• _MATERIAL TO PROCESS_
* * *

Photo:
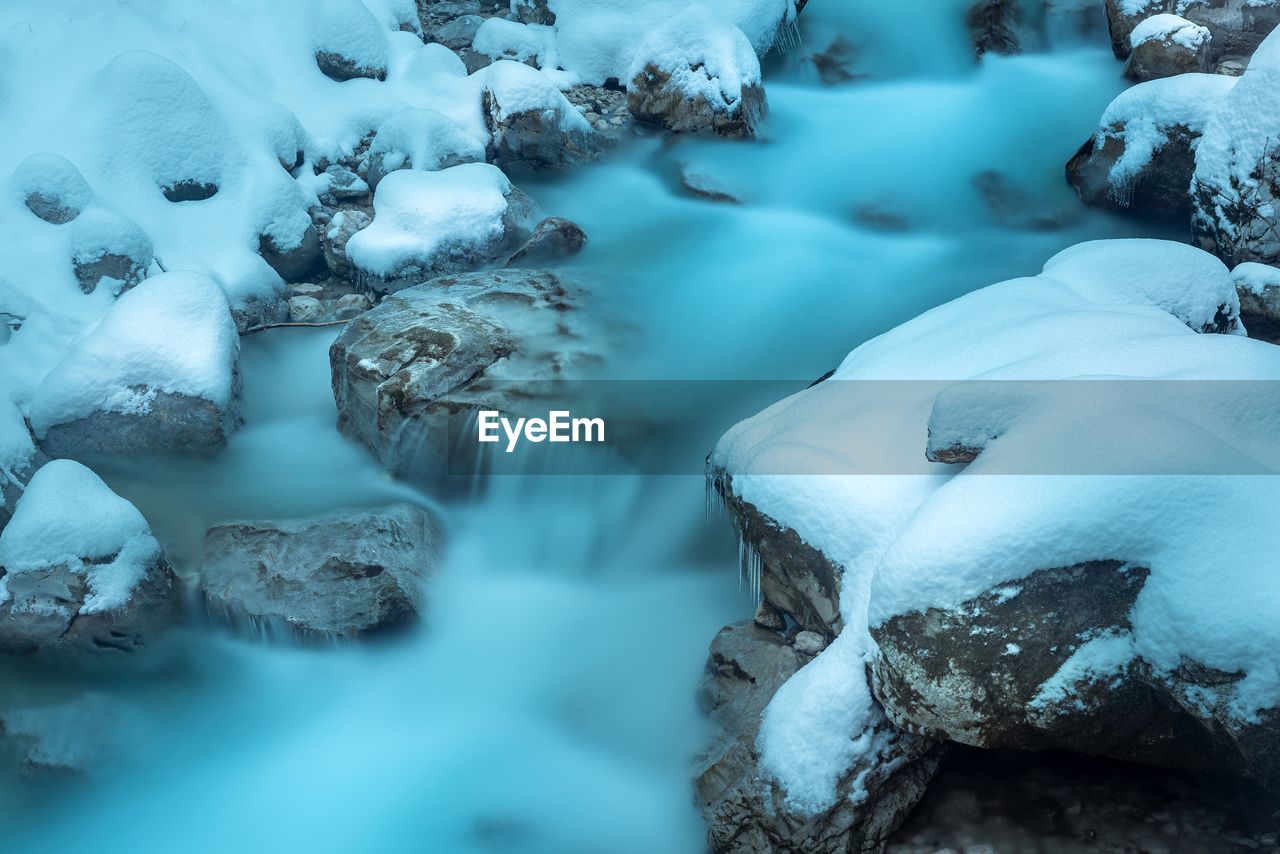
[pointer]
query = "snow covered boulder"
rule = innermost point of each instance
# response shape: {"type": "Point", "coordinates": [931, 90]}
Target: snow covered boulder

* * *

• _WORK INSTRUCTIONS_
Reproduce the entries above word for word, leaving out the picture.

• _EXPECTED ANSWER_
Photo:
[pointer]
query = "snow covered boulder"
rule = innermost point of each instance
# response shape: {"type": "Point", "coordinates": [931, 90]}
Target: snow covered boulder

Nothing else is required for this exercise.